SHORT EXERCISE: Please rewrite all of the items below in full. Add 141 to every box coordinate in the answers, and leave the rest of each item's wording unchanged.

RECORDS FOR THE TASK:
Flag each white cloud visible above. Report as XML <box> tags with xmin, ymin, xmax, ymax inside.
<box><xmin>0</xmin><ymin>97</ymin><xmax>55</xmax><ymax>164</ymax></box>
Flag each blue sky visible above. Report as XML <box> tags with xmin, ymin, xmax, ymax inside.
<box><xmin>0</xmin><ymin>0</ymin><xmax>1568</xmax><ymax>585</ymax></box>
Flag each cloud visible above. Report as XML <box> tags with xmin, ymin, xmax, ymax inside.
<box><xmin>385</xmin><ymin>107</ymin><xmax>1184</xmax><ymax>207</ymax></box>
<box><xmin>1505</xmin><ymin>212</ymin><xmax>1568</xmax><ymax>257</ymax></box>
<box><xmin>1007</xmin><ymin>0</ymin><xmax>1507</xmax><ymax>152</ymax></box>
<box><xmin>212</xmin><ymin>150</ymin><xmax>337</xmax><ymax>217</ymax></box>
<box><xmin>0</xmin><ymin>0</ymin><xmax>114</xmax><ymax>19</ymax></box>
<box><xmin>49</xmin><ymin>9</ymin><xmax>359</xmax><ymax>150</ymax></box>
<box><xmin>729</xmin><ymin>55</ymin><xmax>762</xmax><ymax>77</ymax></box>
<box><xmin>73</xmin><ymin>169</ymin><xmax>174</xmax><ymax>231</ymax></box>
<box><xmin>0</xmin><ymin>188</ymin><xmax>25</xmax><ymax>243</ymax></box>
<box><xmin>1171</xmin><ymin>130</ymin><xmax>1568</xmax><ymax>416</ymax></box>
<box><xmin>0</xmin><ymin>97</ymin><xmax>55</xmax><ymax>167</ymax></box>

ANSWER TO THE EXERCISE:
Flag each white cloud visible above. Report as XML <box> tags with xmin, ymin, xmax, ymax inside.
<box><xmin>141</xmin><ymin>238</ymin><xmax>196</xmax><ymax>305</ymax></box>
Flag each blue sky visible above. Report as XML <box> tags with xmin, ymin, xmax, ymax inside.
<box><xmin>141</xmin><ymin>141</ymin><xmax>1709</xmax><ymax>726</ymax></box>
Flag each cloud visible above. Report as XML <box> tags with xmin, ymin, xmax, ymax inside.
<box><xmin>526</xmin><ymin>248</ymin><xmax>1325</xmax><ymax>348</ymax></box>
<box><xmin>1646</xmin><ymin>353</ymin><xmax>1709</xmax><ymax>398</ymax></box>
<box><xmin>1148</xmin><ymin>141</ymin><xmax>1648</xmax><ymax>293</ymax></box>
<box><xmin>353</xmin><ymin>291</ymin><xmax>478</xmax><ymax>358</ymax></box>
<box><xmin>141</xmin><ymin>141</ymin><xmax>255</xmax><ymax>160</ymax></box>
<box><xmin>190</xmin><ymin>150</ymin><xmax>500</xmax><ymax>291</ymax></box>
<box><xmin>870</xmin><ymin>196</ymin><xmax>903</xmax><ymax>218</ymax></box>
<box><xmin>214</xmin><ymin>310</ymin><xmax>315</xmax><ymax>372</ymax></box>
<box><xmin>141</xmin><ymin>329</ymin><xmax>166</xmax><ymax>384</ymax></box>
<box><xmin>1312</xmin><ymin>271</ymin><xmax>1709</xmax><ymax>557</ymax></box>
<box><xmin>141</xmin><ymin>238</ymin><xmax>196</xmax><ymax>308</ymax></box>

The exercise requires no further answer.